» **Problem description**
Pictures stay out of the copy. Repeat exactly the lines from the first entry below through the line that contains "Subject: bare tree", and nothing beyond.
┌────────
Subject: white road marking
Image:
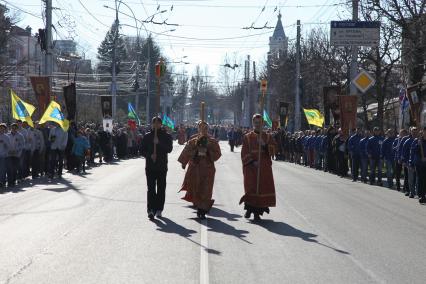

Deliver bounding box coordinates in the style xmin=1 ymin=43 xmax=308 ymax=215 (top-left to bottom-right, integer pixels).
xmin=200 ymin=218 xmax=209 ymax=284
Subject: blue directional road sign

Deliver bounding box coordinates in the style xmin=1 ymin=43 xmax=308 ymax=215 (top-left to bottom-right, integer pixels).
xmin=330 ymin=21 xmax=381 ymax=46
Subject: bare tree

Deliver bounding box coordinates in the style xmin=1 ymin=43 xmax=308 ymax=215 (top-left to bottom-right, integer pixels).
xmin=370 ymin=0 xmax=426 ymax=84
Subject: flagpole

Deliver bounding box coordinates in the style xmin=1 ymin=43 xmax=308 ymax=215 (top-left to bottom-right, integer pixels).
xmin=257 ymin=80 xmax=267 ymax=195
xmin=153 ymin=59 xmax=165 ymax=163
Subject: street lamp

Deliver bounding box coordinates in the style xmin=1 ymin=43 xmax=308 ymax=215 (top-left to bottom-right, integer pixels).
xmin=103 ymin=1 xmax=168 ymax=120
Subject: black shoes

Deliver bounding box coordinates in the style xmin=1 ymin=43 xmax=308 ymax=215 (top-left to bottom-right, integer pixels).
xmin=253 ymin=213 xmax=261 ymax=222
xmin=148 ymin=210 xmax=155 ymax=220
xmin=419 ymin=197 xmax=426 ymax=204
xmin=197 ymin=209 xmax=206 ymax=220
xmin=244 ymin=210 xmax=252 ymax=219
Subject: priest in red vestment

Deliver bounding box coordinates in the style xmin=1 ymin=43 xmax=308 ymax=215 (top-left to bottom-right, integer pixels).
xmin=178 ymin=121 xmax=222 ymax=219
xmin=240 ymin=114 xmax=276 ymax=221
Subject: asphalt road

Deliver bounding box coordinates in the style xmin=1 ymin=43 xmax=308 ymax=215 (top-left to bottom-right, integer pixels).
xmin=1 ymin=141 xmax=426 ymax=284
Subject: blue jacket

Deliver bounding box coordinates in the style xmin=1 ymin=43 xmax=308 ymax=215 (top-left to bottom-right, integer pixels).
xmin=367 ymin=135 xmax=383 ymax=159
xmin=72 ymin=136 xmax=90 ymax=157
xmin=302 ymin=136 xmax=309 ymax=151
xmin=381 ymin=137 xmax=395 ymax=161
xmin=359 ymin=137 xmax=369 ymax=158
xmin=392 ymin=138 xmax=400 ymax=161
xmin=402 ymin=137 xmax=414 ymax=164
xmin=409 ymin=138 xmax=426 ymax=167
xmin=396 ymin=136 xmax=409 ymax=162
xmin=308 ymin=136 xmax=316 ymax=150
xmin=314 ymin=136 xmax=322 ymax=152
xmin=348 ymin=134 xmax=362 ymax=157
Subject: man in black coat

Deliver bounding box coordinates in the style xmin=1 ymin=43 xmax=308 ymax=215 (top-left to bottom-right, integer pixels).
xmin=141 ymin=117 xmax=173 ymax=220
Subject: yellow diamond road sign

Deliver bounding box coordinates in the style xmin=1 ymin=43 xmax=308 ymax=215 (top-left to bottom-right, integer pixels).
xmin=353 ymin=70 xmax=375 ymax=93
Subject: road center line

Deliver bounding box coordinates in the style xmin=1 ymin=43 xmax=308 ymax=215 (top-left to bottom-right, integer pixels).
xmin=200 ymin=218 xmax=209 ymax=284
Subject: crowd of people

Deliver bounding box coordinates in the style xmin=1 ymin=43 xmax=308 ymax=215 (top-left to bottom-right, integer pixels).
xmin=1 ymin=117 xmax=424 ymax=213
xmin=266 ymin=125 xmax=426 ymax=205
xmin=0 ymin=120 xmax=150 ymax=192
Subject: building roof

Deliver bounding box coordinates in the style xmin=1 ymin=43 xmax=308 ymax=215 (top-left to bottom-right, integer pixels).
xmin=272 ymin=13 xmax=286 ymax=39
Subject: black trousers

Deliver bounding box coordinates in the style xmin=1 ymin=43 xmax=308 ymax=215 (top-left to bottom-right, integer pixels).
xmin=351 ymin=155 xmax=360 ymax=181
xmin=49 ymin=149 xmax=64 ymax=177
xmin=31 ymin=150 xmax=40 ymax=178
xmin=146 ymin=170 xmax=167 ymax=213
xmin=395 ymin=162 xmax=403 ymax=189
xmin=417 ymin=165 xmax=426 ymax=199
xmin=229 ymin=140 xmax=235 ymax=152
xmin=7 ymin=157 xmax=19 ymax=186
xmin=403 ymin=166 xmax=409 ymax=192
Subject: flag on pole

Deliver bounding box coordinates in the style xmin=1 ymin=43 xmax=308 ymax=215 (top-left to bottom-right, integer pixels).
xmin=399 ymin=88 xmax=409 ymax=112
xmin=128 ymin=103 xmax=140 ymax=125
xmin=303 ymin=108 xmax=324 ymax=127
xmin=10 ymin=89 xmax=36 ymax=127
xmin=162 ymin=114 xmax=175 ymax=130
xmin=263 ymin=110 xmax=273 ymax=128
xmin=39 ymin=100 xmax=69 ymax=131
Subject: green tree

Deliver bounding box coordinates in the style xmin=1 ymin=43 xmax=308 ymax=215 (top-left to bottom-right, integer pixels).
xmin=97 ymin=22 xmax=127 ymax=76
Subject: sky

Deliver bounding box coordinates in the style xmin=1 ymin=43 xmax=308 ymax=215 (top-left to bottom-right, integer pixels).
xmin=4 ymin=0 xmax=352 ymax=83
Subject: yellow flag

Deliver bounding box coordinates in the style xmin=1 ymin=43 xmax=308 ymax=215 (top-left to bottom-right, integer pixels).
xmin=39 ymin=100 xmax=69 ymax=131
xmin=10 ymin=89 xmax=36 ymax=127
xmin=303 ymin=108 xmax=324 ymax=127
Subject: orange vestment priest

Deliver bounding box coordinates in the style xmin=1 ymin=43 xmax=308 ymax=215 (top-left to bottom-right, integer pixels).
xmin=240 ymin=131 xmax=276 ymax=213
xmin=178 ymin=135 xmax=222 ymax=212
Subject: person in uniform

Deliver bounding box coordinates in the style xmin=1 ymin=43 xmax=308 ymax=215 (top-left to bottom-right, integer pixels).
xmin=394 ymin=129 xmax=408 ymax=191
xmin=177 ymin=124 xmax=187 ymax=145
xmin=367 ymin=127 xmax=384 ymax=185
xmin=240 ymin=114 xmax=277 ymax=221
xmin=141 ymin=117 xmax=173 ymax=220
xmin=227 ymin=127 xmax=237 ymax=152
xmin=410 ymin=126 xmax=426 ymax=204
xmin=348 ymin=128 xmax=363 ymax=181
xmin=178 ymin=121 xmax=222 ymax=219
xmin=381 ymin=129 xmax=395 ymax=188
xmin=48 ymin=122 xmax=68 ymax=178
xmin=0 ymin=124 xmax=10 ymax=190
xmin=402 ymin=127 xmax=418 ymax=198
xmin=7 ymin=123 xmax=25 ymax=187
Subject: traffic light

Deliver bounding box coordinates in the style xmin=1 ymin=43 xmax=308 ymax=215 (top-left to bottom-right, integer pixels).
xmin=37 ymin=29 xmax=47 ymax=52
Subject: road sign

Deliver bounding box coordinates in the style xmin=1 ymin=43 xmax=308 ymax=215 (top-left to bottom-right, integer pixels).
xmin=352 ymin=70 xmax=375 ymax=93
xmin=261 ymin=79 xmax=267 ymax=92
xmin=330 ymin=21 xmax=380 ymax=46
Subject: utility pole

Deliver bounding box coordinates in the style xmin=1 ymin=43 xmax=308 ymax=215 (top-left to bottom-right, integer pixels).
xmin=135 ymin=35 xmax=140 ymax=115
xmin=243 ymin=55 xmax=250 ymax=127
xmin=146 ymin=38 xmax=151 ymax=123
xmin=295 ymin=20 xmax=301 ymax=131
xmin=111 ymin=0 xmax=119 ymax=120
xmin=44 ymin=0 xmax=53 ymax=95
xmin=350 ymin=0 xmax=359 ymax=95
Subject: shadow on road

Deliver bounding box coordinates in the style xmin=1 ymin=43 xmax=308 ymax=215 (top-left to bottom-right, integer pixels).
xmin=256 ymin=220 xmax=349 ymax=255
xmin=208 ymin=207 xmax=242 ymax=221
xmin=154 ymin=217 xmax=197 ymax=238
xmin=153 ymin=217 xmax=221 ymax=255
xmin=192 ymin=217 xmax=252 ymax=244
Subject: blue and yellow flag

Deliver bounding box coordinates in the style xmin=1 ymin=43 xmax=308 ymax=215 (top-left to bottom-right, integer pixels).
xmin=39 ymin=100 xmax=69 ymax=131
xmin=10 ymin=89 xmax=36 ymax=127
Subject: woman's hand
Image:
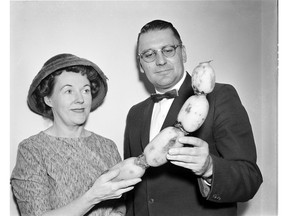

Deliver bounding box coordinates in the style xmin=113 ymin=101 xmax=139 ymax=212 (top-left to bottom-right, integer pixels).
└────────
» **Written response**
Subject: white road marking
Image:

Deliver bounding box coordinates in the style xmin=1 ymin=43 xmax=308 ymax=215 (top-left to bottom-right, integer pixels).
xmin=200 ymin=218 xmax=209 ymax=284
Subject: blue directional road sign

Deliver bounding box coordinates in the style xmin=1 ymin=43 xmax=308 ymax=215 (top-left to bottom-right, integer pixels).
xmin=330 ymin=21 xmax=381 ymax=46
Subject: bare tree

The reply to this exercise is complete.